Excerpts from bounding box data
+++
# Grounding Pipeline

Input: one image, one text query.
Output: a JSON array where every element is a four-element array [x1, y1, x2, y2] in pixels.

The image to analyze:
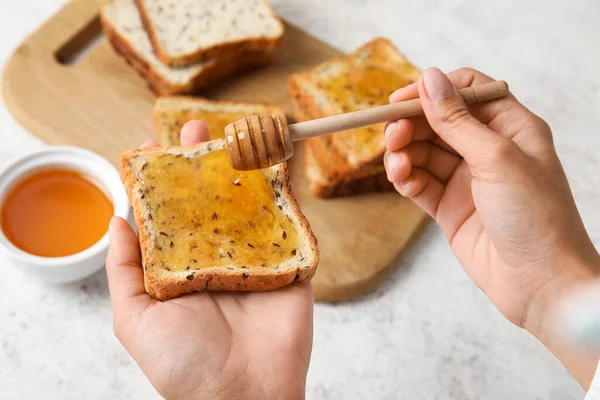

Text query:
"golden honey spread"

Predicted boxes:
[[316, 58, 414, 153], [140, 150, 298, 271]]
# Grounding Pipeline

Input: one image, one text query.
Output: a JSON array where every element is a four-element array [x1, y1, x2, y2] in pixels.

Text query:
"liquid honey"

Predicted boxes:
[[1, 169, 113, 257], [140, 150, 298, 271], [314, 53, 416, 154]]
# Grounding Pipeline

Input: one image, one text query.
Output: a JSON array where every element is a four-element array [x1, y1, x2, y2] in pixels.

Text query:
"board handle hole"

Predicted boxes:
[[54, 16, 103, 65]]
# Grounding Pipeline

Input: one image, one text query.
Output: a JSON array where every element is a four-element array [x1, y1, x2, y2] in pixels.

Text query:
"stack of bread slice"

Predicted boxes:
[[100, 0, 284, 95], [289, 38, 421, 197]]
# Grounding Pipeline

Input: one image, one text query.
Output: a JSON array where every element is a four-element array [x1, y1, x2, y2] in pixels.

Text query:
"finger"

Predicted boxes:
[[106, 217, 146, 308], [385, 119, 415, 151], [398, 142, 462, 183], [385, 117, 458, 154], [390, 68, 539, 145], [394, 168, 445, 219], [389, 82, 419, 103], [418, 68, 516, 167], [383, 150, 412, 183], [181, 120, 210, 146], [140, 140, 160, 149]]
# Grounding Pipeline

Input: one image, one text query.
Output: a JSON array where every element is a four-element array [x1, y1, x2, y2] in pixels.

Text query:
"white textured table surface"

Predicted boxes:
[[0, 0, 600, 400]]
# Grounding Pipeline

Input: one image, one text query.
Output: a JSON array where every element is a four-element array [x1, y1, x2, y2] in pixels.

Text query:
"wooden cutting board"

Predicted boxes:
[[2, 0, 428, 302]]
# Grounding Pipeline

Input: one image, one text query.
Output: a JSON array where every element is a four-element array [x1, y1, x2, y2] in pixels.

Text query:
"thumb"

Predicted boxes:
[[106, 217, 146, 308], [418, 68, 514, 167]]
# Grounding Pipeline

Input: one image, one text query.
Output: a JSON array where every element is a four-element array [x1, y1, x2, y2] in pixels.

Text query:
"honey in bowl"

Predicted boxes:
[[0, 168, 114, 257]]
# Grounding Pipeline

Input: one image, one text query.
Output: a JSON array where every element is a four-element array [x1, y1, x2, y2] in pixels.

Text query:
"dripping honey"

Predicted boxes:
[[0, 168, 113, 257]]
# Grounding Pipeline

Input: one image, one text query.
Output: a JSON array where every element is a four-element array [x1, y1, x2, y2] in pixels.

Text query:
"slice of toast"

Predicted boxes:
[[304, 143, 394, 198], [289, 38, 421, 172], [135, 0, 284, 67], [120, 139, 319, 300], [294, 107, 394, 198], [154, 96, 283, 147], [100, 0, 272, 95]]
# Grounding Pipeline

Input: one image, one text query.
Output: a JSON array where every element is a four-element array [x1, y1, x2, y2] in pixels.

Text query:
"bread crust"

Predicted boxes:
[[135, 0, 285, 67], [100, 13, 272, 96], [119, 139, 319, 300]]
+++
• What to produce: Reproduce the rows from the start through the line containing "[[316, 58, 414, 153], [140, 150, 298, 271]]", including both ends, and omit the picture from your copy.

• Answer to this problem:
# Grounding Pipeline

Input: one image, one text query.
Output: a JSON array where every element is a four-element array [x1, y1, x2, y2] in pixels.

The image to analyze:

Text query:
"golden honey spread"

Predicted boxes:
[[316, 58, 414, 153], [140, 150, 298, 271]]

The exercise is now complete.